**EXERCISE BRIEF**
Put every line of the data below into a Markdown table with the columns "Row" and "Line," numbering the rows in order and leaving out blank lines.

___ PROVIDED RECORDS

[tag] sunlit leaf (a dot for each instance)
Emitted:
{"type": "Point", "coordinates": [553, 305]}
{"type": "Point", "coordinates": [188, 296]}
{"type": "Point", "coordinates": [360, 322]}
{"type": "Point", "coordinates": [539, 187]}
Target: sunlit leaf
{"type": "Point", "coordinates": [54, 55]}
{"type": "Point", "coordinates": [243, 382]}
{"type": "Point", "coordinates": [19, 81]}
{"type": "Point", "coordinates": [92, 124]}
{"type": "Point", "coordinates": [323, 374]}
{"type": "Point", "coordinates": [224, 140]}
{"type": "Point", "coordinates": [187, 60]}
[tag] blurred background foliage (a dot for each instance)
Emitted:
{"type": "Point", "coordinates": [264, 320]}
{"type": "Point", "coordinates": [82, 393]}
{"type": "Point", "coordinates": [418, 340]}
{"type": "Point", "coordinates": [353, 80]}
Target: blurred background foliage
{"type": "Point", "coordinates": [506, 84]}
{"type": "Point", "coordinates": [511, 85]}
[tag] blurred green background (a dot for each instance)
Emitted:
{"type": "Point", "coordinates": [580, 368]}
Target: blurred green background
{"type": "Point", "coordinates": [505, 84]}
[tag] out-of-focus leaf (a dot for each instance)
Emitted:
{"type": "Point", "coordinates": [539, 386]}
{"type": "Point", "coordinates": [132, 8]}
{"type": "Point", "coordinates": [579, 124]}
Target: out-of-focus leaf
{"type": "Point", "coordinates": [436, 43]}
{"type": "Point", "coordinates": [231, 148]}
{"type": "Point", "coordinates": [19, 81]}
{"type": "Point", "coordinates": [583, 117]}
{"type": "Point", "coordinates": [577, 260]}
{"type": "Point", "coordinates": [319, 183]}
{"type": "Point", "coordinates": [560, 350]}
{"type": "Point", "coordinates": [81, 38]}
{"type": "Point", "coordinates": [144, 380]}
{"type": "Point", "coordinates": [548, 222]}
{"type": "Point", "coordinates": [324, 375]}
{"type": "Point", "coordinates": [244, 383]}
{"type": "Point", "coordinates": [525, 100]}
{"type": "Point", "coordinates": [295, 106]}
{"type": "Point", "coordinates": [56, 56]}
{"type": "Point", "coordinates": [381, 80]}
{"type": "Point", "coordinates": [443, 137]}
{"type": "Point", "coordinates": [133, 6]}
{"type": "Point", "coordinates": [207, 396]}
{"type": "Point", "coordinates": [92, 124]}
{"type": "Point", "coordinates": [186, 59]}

______

**OUTPUT FOR THIS EXERCISE**
| Row | Line |
|---|---|
| 1 | [tag] sunlit leaf (a dot for each instance) |
| 2 | Emitted: |
| 3 | {"type": "Point", "coordinates": [553, 305]} |
| 4 | {"type": "Point", "coordinates": [188, 296]} |
| 5 | {"type": "Point", "coordinates": [360, 322]} |
| 6 | {"type": "Point", "coordinates": [539, 187]} |
| 7 | Target: sunlit leaf |
| 8 | {"type": "Point", "coordinates": [54, 55]} |
| 9 | {"type": "Point", "coordinates": [243, 382]} |
| 10 | {"type": "Point", "coordinates": [19, 81]} |
| 11 | {"type": "Point", "coordinates": [92, 124]} |
| 12 | {"type": "Point", "coordinates": [323, 374]} |
| 13 | {"type": "Point", "coordinates": [224, 140]} |
| 14 | {"type": "Point", "coordinates": [187, 60]} |
| 15 | [tag] blurred background foliage (a dot for each instance) |
| 16 | Emitted: |
| 17 | {"type": "Point", "coordinates": [264, 320]} |
| 18 | {"type": "Point", "coordinates": [82, 393]} |
| 19 | {"type": "Point", "coordinates": [418, 340]} |
| 20 | {"type": "Point", "coordinates": [353, 80]} |
| 21 | Target: blurred background foliage |
| 22 | {"type": "Point", "coordinates": [506, 84]} |
| 23 | {"type": "Point", "coordinates": [511, 85]} |
| 24 | [tag] blurred green background (a dot for each instance) |
| 25 | Emitted: |
| 26 | {"type": "Point", "coordinates": [580, 368]} |
| 27 | Target: blurred green background |
| 28 | {"type": "Point", "coordinates": [505, 84]} |
| 29 | [tag] out-of-focus leaf (a dot for each instance) |
| 30 | Emitted: |
| 31 | {"type": "Point", "coordinates": [539, 386]} |
| 32 | {"type": "Point", "coordinates": [132, 8]} |
| 33 | {"type": "Point", "coordinates": [579, 124]} |
| 34 | Target: out-of-focus leaf |
| 35 | {"type": "Point", "coordinates": [436, 43]} |
| 36 | {"type": "Point", "coordinates": [231, 148]} |
| 37 | {"type": "Point", "coordinates": [19, 81]} |
| 38 | {"type": "Point", "coordinates": [583, 117]} |
| 39 | {"type": "Point", "coordinates": [577, 260]} |
| 40 | {"type": "Point", "coordinates": [319, 183]} |
| 41 | {"type": "Point", "coordinates": [560, 350]} |
| 42 | {"type": "Point", "coordinates": [81, 38]} |
| 43 | {"type": "Point", "coordinates": [144, 380]} |
| 44 | {"type": "Point", "coordinates": [548, 222]} |
| 45 | {"type": "Point", "coordinates": [324, 375]} |
| 46 | {"type": "Point", "coordinates": [244, 383]} |
| 47 | {"type": "Point", "coordinates": [525, 100]} |
| 48 | {"type": "Point", "coordinates": [295, 106]} |
| 49 | {"type": "Point", "coordinates": [56, 56]} |
| 50 | {"type": "Point", "coordinates": [381, 80]} |
| 51 | {"type": "Point", "coordinates": [443, 137]} |
| 52 | {"type": "Point", "coordinates": [133, 6]} |
| 53 | {"type": "Point", "coordinates": [207, 396]} |
| 54 | {"type": "Point", "coordinates": [92, 124]} |
| 55 | {"type": "Point", "coordinates": [186, 59]} |